- [TASK STATEMENT]: Set down, without alteration, the lines from the one that contains "Someone claimed the green" through the final line of the material below.

— begin STORED ROWS —

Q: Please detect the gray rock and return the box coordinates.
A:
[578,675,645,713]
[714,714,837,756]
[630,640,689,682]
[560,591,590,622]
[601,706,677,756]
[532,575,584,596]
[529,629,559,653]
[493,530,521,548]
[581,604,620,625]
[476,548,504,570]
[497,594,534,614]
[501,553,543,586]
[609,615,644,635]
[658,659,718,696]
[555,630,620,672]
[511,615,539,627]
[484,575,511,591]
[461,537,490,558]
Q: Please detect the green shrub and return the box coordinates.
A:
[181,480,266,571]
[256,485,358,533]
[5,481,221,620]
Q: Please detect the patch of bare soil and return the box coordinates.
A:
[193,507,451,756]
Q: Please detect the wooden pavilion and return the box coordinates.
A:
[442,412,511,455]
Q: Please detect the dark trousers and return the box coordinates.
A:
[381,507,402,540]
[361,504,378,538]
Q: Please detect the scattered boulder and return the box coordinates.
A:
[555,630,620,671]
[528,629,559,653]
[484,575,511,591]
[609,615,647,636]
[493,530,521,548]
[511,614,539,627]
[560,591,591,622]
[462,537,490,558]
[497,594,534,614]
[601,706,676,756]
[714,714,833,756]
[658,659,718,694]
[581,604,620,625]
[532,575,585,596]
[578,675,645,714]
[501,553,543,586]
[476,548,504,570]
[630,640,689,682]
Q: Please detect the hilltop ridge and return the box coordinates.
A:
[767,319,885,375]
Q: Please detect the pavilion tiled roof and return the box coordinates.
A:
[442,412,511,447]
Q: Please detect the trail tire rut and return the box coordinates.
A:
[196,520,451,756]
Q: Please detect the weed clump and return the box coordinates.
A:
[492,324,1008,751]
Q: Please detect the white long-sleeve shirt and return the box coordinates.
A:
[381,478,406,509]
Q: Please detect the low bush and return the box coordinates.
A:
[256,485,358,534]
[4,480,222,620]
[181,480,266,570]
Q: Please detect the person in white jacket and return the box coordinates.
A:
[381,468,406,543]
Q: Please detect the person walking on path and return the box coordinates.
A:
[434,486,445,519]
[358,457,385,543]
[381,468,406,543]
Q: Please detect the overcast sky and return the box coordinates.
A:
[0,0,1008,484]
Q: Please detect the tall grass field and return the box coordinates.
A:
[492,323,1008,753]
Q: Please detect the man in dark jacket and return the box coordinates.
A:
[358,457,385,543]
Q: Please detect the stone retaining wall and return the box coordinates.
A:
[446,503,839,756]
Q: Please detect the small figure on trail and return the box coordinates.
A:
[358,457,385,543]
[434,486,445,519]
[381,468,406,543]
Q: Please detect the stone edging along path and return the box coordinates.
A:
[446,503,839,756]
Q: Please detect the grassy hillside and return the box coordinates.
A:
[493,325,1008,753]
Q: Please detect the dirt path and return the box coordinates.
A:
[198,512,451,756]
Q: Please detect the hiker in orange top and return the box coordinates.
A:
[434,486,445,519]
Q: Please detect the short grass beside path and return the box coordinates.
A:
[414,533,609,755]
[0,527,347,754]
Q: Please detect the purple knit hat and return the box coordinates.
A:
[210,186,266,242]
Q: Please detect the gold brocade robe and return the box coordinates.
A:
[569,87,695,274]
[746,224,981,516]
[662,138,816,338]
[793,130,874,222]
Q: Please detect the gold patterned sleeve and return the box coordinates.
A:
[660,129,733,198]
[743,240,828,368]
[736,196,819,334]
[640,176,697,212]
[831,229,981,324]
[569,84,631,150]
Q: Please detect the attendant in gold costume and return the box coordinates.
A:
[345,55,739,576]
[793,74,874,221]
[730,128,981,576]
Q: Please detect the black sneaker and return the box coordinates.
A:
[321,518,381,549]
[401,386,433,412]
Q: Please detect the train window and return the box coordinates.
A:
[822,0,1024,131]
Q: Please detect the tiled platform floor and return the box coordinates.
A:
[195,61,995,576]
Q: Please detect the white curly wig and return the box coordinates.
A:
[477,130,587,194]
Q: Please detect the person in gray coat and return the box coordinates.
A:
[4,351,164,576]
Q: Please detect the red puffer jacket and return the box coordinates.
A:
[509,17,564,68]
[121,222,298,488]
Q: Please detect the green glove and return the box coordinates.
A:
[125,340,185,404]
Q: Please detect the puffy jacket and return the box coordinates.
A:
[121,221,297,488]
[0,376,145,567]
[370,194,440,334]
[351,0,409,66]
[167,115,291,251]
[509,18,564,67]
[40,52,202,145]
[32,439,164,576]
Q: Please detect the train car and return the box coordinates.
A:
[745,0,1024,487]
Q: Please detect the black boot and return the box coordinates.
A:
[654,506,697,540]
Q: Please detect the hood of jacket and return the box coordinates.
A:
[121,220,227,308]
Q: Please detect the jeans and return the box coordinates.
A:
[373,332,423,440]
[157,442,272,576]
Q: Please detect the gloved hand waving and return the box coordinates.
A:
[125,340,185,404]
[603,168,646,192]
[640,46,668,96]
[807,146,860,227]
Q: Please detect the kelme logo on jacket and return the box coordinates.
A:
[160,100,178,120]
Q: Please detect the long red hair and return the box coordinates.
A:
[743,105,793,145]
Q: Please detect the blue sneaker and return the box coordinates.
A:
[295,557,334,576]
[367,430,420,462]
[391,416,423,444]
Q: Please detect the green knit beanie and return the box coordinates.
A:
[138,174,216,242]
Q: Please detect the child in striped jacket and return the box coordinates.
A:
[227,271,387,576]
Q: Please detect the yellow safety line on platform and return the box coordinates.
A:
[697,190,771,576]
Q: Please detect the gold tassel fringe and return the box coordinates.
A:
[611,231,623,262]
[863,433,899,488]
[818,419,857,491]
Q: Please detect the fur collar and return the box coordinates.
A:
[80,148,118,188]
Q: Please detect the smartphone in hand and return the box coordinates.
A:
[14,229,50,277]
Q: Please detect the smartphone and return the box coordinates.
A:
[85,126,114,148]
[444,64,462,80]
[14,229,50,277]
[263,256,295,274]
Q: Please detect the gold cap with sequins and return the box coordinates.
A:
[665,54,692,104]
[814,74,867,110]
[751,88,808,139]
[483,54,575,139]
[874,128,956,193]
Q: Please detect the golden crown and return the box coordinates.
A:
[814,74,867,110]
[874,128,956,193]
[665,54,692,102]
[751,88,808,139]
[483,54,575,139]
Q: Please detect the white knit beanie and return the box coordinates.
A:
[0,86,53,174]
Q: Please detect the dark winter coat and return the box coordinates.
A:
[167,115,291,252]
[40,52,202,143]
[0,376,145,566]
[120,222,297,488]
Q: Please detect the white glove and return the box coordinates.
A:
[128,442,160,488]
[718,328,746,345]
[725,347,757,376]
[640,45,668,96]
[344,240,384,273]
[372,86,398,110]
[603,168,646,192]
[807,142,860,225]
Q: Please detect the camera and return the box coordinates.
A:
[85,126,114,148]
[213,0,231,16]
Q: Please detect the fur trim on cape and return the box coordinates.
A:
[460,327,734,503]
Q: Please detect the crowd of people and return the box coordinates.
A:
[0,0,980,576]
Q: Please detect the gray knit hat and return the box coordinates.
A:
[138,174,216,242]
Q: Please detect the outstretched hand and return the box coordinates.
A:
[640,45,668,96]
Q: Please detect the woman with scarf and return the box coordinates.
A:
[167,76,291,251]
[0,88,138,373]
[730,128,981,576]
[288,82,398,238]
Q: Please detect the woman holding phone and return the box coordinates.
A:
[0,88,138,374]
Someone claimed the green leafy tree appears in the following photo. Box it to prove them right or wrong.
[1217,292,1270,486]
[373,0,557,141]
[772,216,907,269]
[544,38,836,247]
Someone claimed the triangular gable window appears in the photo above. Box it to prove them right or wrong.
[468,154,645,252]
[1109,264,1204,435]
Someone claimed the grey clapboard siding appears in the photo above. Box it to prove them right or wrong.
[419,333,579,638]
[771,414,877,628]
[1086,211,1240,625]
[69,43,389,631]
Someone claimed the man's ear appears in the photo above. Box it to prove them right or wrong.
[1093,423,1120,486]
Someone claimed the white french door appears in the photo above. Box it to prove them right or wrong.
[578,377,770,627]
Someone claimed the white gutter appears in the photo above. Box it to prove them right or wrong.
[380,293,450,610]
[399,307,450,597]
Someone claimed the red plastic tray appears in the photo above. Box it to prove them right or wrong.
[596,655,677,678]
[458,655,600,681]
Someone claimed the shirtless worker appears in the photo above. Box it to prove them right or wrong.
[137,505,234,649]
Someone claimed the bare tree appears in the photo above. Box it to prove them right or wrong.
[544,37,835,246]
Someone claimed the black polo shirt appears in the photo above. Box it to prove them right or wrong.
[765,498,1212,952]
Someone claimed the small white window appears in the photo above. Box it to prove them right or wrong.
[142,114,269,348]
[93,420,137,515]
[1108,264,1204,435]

— end STORED ROWS —

- [WORKED SOLUTION]:
Someone claimed the green leafy tree appears in the following photo. Box it to prove them right or wrong.
[1217,292,1270,486]
[373,0,557,141]
[772,216,907,269]
[544,38,836,247]
Someone claimed the triangular gable window appears in the photo above. Box it to prove them right or wrong.
[468,154,645,252]
[1109,264,1204,435]
Someone claimed the grey clapboard siding appears in the photo above. Box it to prove them right or wrong.
[419,333,579,638]
[771,414,877,628]
[1086,211,1240,625]
[69,43,389,631]
Someone claimed the man's ear appears in the photo above. Box it to prove them right or wrong.
[1093,423,1120,486]
Someone claimed the white french door appears in the photo above. Box it to prove them right or wrong.
[578,377,770,627]
Someone claimed the white gutter appears in the photo above. Box it to prove them right or wrong.
[380,293,450,610]
[399,307,450,597]
Someone claimed the red plastic tray appears in the photo above. Box it to prove them right or wrong.
[596,655,677,678]
[458,655,600,681]
Someone claimed the shirtless worker appears in the photo above. Box it to prove them right or wrong.
[137,505,234,649]
Someone claimed the bare tree appears in the photo above. Box it to prove them right or wrong.
[544,37,835,246]
Someone claimed the black polo shirt appears in the photo above. Box it to prove them right or wrong.
[765,498,1212,952]
Someone claimed the small white window appears in the photo above. Box it to prove them right or wrong.
[142,114,269,348]
[93,420,137,515]
[1108,264,1204,435]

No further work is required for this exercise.